### Records shown ###

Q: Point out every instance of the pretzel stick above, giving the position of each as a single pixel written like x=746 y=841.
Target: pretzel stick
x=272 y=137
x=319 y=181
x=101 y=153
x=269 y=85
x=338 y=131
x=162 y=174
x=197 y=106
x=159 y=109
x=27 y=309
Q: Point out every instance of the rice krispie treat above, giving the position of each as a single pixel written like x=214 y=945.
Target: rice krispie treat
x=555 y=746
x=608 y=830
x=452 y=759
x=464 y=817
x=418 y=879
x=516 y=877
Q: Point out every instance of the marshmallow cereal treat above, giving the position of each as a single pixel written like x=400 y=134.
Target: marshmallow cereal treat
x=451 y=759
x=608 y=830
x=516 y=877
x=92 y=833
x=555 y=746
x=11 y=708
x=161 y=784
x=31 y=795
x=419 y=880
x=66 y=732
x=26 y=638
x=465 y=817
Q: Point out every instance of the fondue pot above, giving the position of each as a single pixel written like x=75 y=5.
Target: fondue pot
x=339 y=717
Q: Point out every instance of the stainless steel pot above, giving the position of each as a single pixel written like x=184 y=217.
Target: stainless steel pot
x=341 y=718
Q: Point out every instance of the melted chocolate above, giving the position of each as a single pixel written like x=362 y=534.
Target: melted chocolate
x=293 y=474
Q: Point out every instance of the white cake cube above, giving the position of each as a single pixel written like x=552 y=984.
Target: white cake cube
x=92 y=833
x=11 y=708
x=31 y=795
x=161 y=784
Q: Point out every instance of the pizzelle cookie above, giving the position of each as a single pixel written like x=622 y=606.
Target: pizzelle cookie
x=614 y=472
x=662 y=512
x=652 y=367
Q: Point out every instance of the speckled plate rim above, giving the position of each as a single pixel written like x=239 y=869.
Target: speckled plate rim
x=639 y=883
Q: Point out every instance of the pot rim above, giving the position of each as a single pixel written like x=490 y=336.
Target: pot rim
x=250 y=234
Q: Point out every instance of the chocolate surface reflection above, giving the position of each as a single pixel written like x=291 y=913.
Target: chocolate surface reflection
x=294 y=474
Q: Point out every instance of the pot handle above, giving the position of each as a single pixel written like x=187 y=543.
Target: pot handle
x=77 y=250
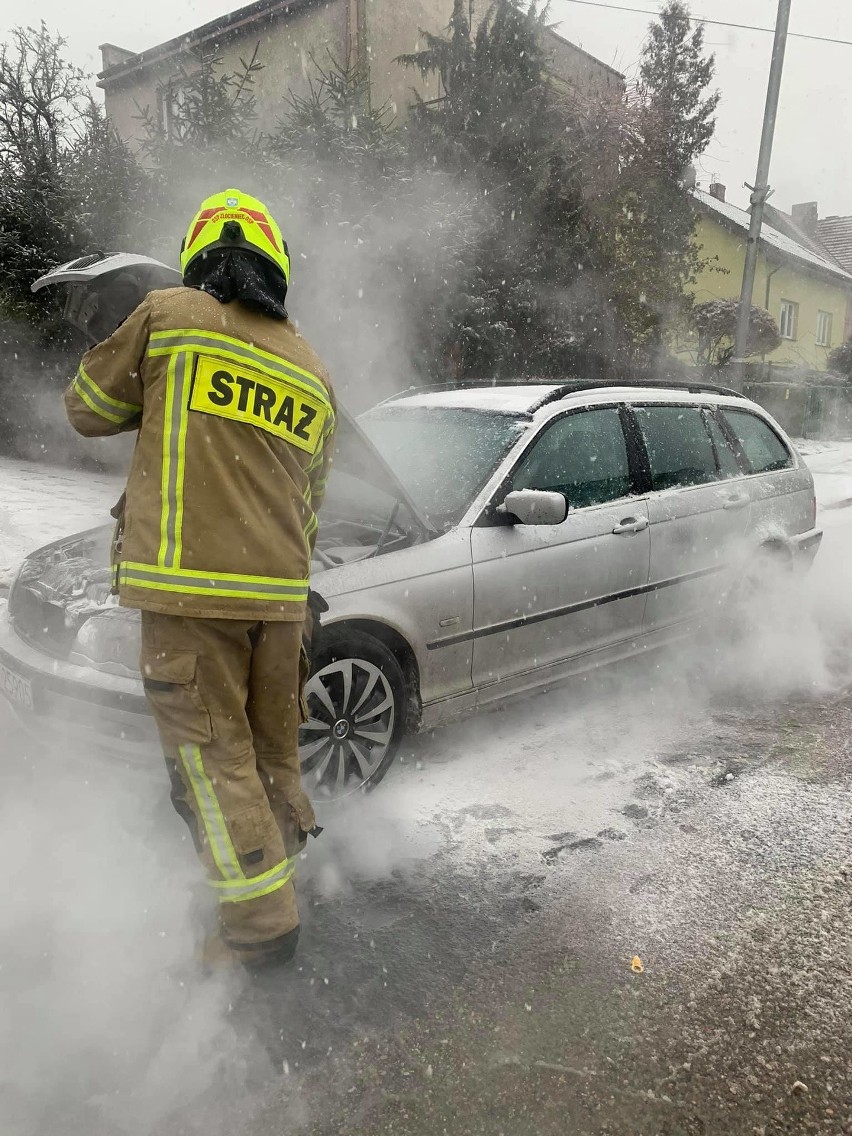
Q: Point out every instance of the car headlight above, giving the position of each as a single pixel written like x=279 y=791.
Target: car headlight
x=109 y=641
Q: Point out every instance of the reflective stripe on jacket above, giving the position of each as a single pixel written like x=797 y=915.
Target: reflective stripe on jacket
x=235 y=417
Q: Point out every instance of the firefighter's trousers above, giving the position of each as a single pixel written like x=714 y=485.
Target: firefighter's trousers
x=225 y=694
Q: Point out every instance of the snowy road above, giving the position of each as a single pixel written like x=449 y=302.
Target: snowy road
x=574 y=830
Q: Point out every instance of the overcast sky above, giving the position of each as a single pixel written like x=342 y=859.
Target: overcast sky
x=811 y=158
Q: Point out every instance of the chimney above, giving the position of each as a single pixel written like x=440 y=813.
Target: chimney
x=805 y=216
x=111 y=56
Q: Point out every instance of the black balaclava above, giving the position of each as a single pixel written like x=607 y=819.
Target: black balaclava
x=236 y=274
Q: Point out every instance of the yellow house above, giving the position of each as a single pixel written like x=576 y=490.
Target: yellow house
x=798 y=281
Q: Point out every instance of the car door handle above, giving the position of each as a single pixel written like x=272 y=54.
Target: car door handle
x=631 y=525
x=738 y=501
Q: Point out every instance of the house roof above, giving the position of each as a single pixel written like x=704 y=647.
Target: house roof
x=780 y=242
x=835 y=233
x=231 y=22
x=244 y=17
x=552 y=32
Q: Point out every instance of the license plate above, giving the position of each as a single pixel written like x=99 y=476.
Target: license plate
x=16 y=688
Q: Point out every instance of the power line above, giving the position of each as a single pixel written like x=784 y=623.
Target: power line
x=718 y=23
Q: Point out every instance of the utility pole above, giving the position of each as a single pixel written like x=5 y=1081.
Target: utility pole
x=760 y=190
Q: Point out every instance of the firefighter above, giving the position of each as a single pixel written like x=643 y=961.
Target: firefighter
x=235 y=417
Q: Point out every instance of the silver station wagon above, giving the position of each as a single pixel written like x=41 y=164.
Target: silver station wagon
x=477 y=543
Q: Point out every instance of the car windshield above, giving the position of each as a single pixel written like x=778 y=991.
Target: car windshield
x=442 y=456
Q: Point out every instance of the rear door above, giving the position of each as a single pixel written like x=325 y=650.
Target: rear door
x=548 y=594
x=699 y=506
x=780 y=490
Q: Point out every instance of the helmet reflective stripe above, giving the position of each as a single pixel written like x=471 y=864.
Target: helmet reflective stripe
x=251 y=227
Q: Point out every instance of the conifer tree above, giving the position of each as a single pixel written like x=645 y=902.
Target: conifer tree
x=649 y=223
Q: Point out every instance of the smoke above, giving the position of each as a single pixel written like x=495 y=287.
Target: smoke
x=362 y=264
x=33 y=426
x=108 y=1025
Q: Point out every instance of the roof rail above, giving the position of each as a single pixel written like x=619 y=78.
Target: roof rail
x=656 y=384
x=562 y=387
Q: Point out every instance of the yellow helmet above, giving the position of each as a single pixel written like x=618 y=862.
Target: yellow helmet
x=235 y=220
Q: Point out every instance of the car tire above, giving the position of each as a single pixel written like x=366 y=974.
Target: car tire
x=356 y=698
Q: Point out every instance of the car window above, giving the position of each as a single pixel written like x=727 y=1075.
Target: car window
x=583 y=456
x=678 y=445
x=762 y=447
x=728 y=465
x=443 y=456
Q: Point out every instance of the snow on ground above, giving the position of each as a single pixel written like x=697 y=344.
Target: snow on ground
x=42 y=503
x=830 y=462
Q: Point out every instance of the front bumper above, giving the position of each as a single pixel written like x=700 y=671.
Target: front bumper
x=74 y=708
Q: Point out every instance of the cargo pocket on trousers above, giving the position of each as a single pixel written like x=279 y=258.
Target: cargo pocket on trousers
x=169 y=682
x=298 y=823
x=253 y=834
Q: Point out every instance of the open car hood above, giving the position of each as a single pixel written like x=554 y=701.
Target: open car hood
x=103 y=289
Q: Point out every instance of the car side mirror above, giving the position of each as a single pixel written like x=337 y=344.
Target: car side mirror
x=535 y=507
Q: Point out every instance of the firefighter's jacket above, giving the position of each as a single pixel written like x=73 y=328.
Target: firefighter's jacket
x=235 y=417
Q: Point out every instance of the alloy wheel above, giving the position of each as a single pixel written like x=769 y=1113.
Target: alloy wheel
x=351 y=718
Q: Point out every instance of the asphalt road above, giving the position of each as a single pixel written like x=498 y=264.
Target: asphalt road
x=469 y=928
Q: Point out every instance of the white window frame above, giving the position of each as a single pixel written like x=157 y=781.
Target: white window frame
x=824 y=328
x=788 y=319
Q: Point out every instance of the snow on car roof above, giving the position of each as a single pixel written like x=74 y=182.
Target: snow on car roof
x=508 y=400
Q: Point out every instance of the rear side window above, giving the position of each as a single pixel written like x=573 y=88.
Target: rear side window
x=761 y=445
x=678 y=445
x=728 y=465
x=583 y=456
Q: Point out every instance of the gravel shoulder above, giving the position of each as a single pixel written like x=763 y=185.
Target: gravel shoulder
x=734 y=891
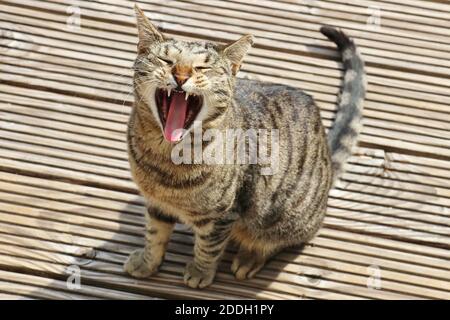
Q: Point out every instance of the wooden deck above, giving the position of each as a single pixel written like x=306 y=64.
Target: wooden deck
x=66 y=198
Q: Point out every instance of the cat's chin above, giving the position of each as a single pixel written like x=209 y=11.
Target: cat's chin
x=177 y=111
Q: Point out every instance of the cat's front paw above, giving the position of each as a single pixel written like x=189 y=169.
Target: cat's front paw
x=245 y=265
x=138 y=267
x=195 y=278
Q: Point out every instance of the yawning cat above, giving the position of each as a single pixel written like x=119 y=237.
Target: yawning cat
x=183 y=86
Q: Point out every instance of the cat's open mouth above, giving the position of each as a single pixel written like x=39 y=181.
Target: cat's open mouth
x=177 y=111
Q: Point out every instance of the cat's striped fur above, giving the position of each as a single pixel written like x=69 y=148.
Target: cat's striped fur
x=261 y=213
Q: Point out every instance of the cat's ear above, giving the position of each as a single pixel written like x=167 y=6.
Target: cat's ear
x=147 y=32
x=236 y=51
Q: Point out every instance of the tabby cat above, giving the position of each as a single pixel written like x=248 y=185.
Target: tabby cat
x=179 y=83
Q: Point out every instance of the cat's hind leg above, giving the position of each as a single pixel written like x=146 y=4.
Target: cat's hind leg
x=249 y=260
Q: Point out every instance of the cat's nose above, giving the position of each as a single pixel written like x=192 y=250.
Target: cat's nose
x=181 y=74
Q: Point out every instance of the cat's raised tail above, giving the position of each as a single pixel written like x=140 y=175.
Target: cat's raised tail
x=347 y=125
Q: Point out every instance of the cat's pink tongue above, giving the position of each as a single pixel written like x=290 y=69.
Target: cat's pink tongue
x=176 y=117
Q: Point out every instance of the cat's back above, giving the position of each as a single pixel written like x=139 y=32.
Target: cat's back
x=274 y=104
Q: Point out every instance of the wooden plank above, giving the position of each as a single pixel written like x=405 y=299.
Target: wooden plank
x=60 y=287
x=42 y=217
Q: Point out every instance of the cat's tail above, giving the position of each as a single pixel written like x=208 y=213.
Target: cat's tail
x=347 y=125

###

■ Exercise directions
Copy the listing above word for word, starting at the line that contains "Q: Point out every instance of the cat's hind" and ending at the line that contains "x=274 y=104", with both of those lines included.

■ Reply
Q: Point out every instance of the cat's hind leg above, giving the position of each as a single pixel written like x=146 y=4.
Target: cat's hind leg
x=249 y=260
Q: Point out every instance of the cat's nose above, giving the position of each as a single pixel written like x=192 y=250.
Target: cat's nose
x=181 y=74
Q: Point out every instance of the cat's raised tail above, giving the position of each as a single pixel written like x=140 y=175.
Target: cat's raised tail
x=347 y=125
Q: Point out every instance of the cat's pink tongue above, giving the position of each as a single pixel written like x=290 y=69.
Target: cat's pink tongue
x=176 y=117
Q: Point out every instance of the cat's back above, giving the position of each as a single pixel written like x=139 y=32.
Target: cat's back
x=274 y=104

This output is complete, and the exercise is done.